# [TASK TO CARRY OUT]
Your answer should be an exact copy of all the entries, free of pictures.

# [Data items]

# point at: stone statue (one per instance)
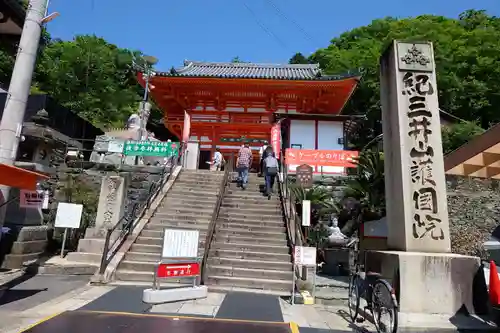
(134, 121)
(336, 236)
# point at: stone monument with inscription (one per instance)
(427, 276)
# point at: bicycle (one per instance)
(380, 296)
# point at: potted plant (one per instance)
(364, 198)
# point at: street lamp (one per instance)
(144, 64)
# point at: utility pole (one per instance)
(19, 90)
(144, 107)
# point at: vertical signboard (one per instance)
(276, 139)
(306, 213)
(187, 127)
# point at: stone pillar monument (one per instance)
(413, 154)
(427, 277)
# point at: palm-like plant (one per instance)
(368, 186)
(320, 198)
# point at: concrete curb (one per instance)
(113, 265)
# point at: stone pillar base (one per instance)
(429, 283)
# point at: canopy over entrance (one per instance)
(231, 100)
(479, 157)
(20, 178)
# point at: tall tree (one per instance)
(467, 52)
(298, 58)
(92, 77)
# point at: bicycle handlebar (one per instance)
(352, 242)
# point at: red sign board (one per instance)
(276, 139)
(338, 158)
(178, 270)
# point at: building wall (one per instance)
(474, 213)
(314, 134)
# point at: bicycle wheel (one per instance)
(354, 296)
(384, 307)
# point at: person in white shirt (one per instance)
(218, 160)
(262, 151)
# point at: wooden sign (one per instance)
(304, 175)
(338, 158)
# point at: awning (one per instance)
(479, 157)
(20, 178)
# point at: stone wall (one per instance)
(474, 212)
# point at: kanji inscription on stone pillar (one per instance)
(417, 212)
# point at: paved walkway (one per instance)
(50, 295)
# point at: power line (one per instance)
(264, 27)
(286, 18)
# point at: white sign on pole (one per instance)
(115, 146)
(306, 213)
(179, 243)
(30, 199)
(305, 256)
(68, 215)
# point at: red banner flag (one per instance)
(339, 158)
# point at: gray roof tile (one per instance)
(249, 71)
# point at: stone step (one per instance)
(258, 198)
(252, 247)
(199, 198)
(253, 264)
(221, 270)
(152, 233)
(239, 215)
(251, 204)
(144, 261)
(252, 283)
(146, 276)
(227, 289)
(153, 245)
(181, 218)
(264, 256)
(255, 210)
(145, 248)
(182, 191)
(230, 201)
(201, 171)
(177, 225)
(180, 210)
(186, 205)
(257, 232)
(223, 225)
(251, 240)
(201, 182)
(251, 223)
(198, 187)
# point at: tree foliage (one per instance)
(299, 58)
(458, 134)
(467, 53)
(90, 76)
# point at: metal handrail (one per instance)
(228, 170)
(287, 198)
(128, 222)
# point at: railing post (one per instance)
(104, 258)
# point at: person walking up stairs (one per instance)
(250, 249)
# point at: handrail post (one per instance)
(104, 258)
(213, 221)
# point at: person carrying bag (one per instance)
(271, 169)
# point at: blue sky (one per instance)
(268, 31)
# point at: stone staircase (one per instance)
(188, 205)
(250, 249)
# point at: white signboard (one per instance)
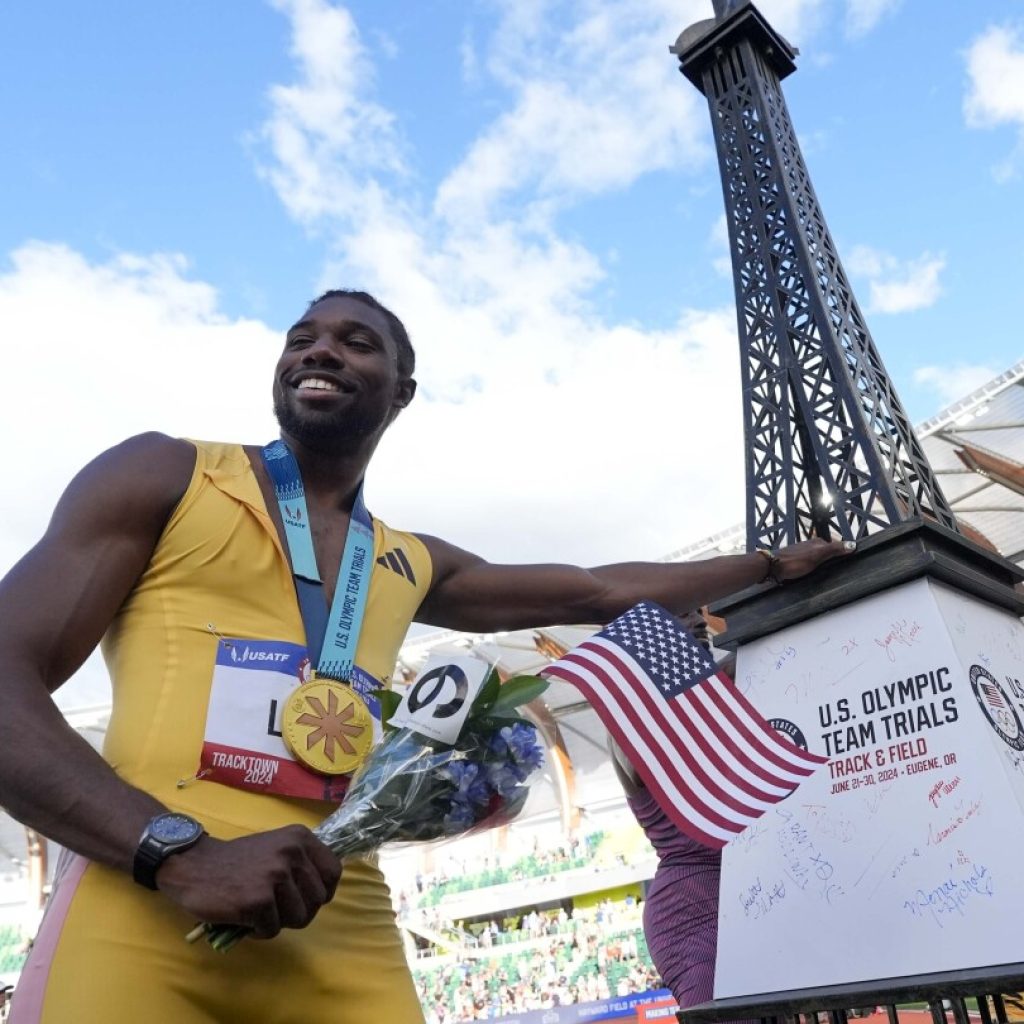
(438, 702)
(902, 854)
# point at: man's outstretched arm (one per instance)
(54, 606)
(468, 593)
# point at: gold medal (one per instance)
(328, 726)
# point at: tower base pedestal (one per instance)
(902, 664)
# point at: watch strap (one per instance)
(152, 852)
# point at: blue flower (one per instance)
(469, 782)
(504, 778)
(520, 741)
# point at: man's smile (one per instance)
(320, 384)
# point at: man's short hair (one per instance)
(407, 357)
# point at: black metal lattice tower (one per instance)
(830, 452)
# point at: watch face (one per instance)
(174, 828)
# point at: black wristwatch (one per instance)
(166, 834)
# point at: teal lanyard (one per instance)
(333, 637)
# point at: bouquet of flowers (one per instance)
(414, 788)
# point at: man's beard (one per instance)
(323, 430)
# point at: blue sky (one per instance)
(531, 184)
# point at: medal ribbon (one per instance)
(332, 636)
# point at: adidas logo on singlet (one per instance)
(397, 562)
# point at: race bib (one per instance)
(244, 744)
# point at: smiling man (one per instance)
(210, 572)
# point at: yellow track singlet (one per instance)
(110, 951)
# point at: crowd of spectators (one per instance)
(565, 957)
(541, 862)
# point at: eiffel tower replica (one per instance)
(830, 452)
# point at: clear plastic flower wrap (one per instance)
(412, 788)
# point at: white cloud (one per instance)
(995, 73)
(995, 89)
(863, 15)
(126, 345)
(318, 124)
(898, 286)
(955, 382)
(530, 404)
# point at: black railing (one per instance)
(945, 994)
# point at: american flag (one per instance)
(712, 761)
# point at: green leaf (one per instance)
(389, 705)
(518, 691)
(486, 694)
(492, 723)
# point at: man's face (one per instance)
(337, 380)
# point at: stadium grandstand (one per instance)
(540, 920)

# [RESULT FOR THIS EXERCISE]
# point at: stone statue (one per instance)
(134, 121)
(336, 236)
# point at: stone monument with inscription (one per instance)
(427, 276)
# point at: bicycle (one per instance)
(380, 296)
# point at: potted plant (one per instance)
(364, 198)
# point at: street lamp (one per instance)
(144, 64)
# point at: utility pole (one per instance)
(19, 90)
(144, 107)
# point at: vertical signboard (one per instance)
(276, 139)
(306, 213)
(187, 127)
# point at: stone pillar monument (one per instance)
(413, 154)
(427, 277)
# point at: palm-like plant (one per instance)
(368, 186)
(320, 198)
# point at: concrete curb (one per instance)
(113, 265)
# point at: stone pillar base (one per instance)
(429, 283)
# point at: canopy over entrance (one per instance)
(231, 100)
(479, 157)
(20, 178)
# point at: tall tree (one per instance)
(467, 52)
(298, 58)
(92, 77)
# point at: bicycle handlebar (one per instance)
(352, 242)
# point at: red sign board (one per instance)
(276, 139)
(338, 158)
(178, 270)
# point at: building wall (one per instance)
(474, 213)
(314, 134)
# point at: bicycle wheel (one per instance)
(354, 296)
(384, 307)
# point at: person in white shirt (one per instance)
(218, 160)
(262, 151)
# point at: wooden sign (one per instance)
(304, 175)
(338, 158)
# point at: awning (one per instance)
(479, 157)
(20, 178)
# point at: stone wall (one per instance)
(474, 212)
# point at: kanji inscription on stone pillar (one per instance)
(417, 212)
# point at: paved walkway (one per instance)
(50, 295)
# point at: power line (one per instance)
(264, 27)
(286, 18)
# point at: white sign on pole (one per instance)
(115, 146)
(306, 213)
(179, 243)
(30, 199)
(305, 256)
(68, 215)
# point at: red banner flag (one per instance)
(339, 158)
# point at: gray roof tile (one per instance)
(249, 71)
# point at: stone step (one per instance)
(258, 198)
(252, 247)
(199, 198)
(253, 264)
(221, 270)
(152, 233)
(239, 215)
(251, 204)
(144, 261)
(252, 283)
(146, 276)
(227, 289)
(153, 245)
(181, 218)
(264, 256)
(255, 210)
(145, 248)
(182, 191)
(230, 201)
(201, 171)
(177, 225)
(180, 210)
(186, 205)
(257, 232)
(223, 225)
(251, 240)
(201, 182)
(251, 223)
(198, 187)
# point at: tree foliage (one per instance)
(299, 58)
(458, 134)
(467, 53)
(90, 76)
# point at: metal handrail (one per instance)
(228, 170)
(287, 198)
(128, 222)
# point at: railing post (one per instance)
(104, 258)
# point at: person walking up stairs (one per instance)
(250, 249)
# point at: handrail post (one per instance)
(104, 258)
(213, 221)
# point at: person carrying bag (one per instance)
(271, 169)
# point at: blue sky (one per instance)
(268, 31)
# point at: stone staircase (one per instance)
(188, 205)
(250, 249)
# point at: white signboard (one per instance)
(438, 702)
(902, 854)
# point at: man's outstretched arm (one per instance)
(54, 606)
(468, 593)
# point at: gold medal (one per instance)
(328, 726)
# point at: tower base pedestal (one per instance)
(902, 664)
# point at: watch strap (one per instance)
(152, 852)
# point at: blue flower (one per instance)
(469, 782)
(504, 778)
(520, 741)
# point at: man's smile (one per instance)
(320, 384)
# point at: man's short hair (one per instance)
(407, 357)
# point at: black metal lattice tower (one per instance)
(830, 452)
# point at: watch face (one per instance)
(174, 828)
# point at: black wristwatch (one per instance)
(166, 834)
# point at: teal lanyard (one per instance)
(333, 637)
# point at: bouquet of flowers (one per instance)
(414, 788)
# point at: man's beard (one per instance)
(323, 430)
# point at: blue sky (one per instance)
(531, 184)
# point at: medal ribbon (one per instance)
(332, 636)
# point at: adidas logo on singlet (one per instance)
(397, 562)
# point at: race bib (one per instance)
(244, 744)
# point at: smiling man (one per instance)
(210, 572)
# point at: yellow track singlet (one per instance)
(110, 951)
# point at: crowd of spectators (one per instance)
(565, 957)
(541, 862)
# point at: eiffel tower replica (one per instance)
(830, 452)
# point at: clear plastic flower wrap (one per instance)
(412, 788)
# point at: white cloud (one per instance)
(995, 73)
(995, 89)
(863, 15)
(126, 345)
(318, 124)
(898, 286)
(955, 382)
(530, 404)
# point at: black railing (one per instance)
(945, 994)
# point at: american flag (one per instance)
(712, 761)
# point at: green leaf (one per instance)
(389, 705)
(518, 691)
(486, 694)
(492, 723)
# point at: man's face (one per instance)
(337, 380)
# point at: stadium grandstand (one per instance)
(540, 920)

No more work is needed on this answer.